Exercise directions
Find every line in the records below that contains the word "Target" and copy each of those lines in full.

Task material
━━━━━━━━━━━━━━━━━━━━━━━━━━━━━━
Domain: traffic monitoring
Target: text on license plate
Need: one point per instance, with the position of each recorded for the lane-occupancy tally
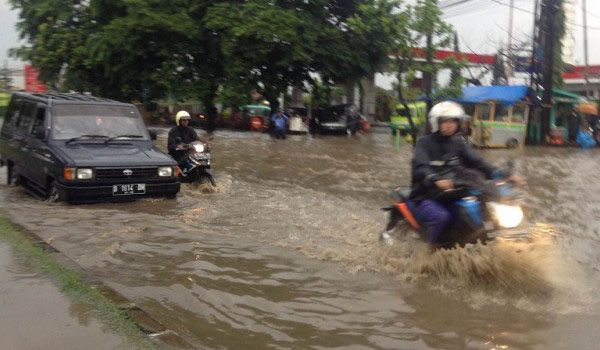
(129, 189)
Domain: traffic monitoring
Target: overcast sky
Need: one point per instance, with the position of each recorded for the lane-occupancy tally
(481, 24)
━━━━━━━━━━━━━━━━━━━━━━━━━━━━━━
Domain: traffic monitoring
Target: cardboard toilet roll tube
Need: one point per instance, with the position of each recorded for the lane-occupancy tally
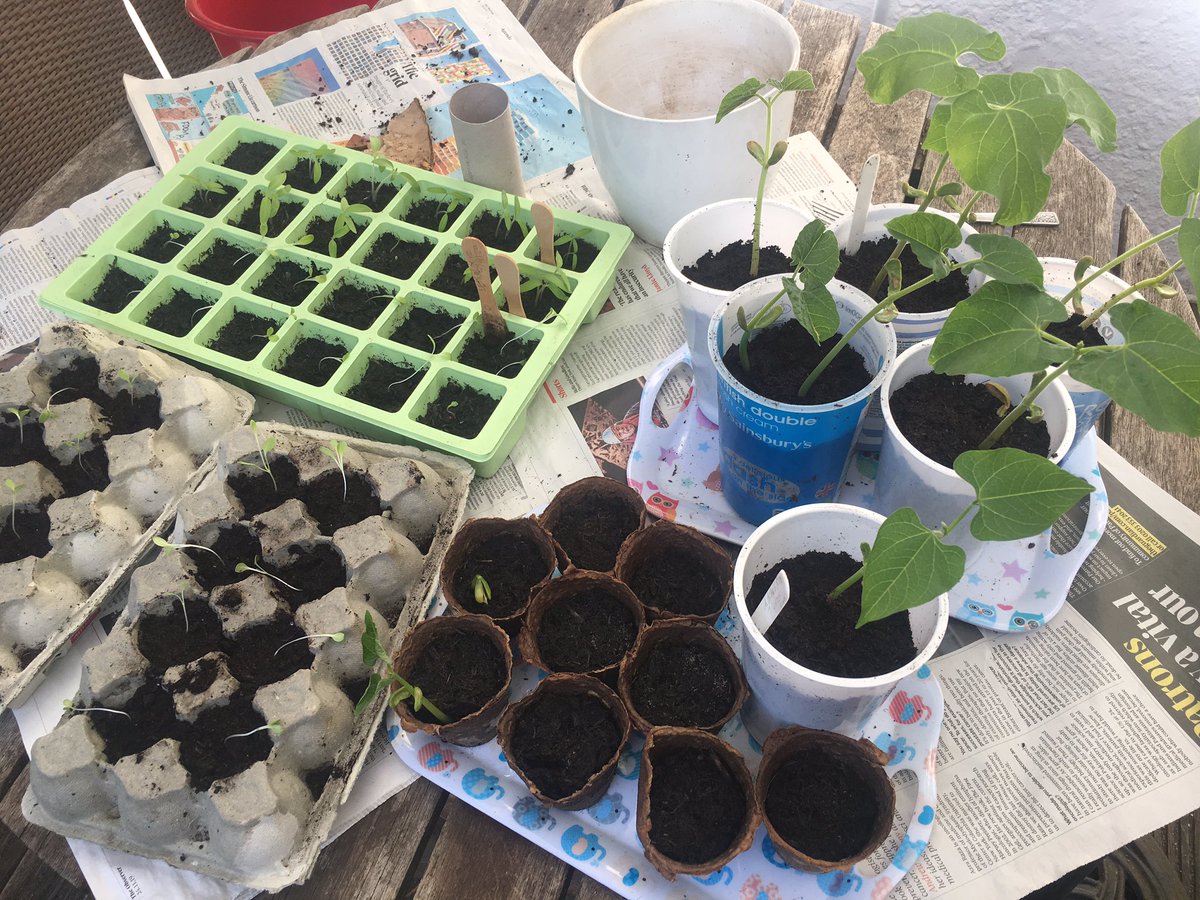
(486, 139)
━━━━━━━━━━━━━━━━━━━━━━━━━━━━━━
Finished exercise
Target: text on license plate
Target: overcast sky
Target: cardboard toilet roll tube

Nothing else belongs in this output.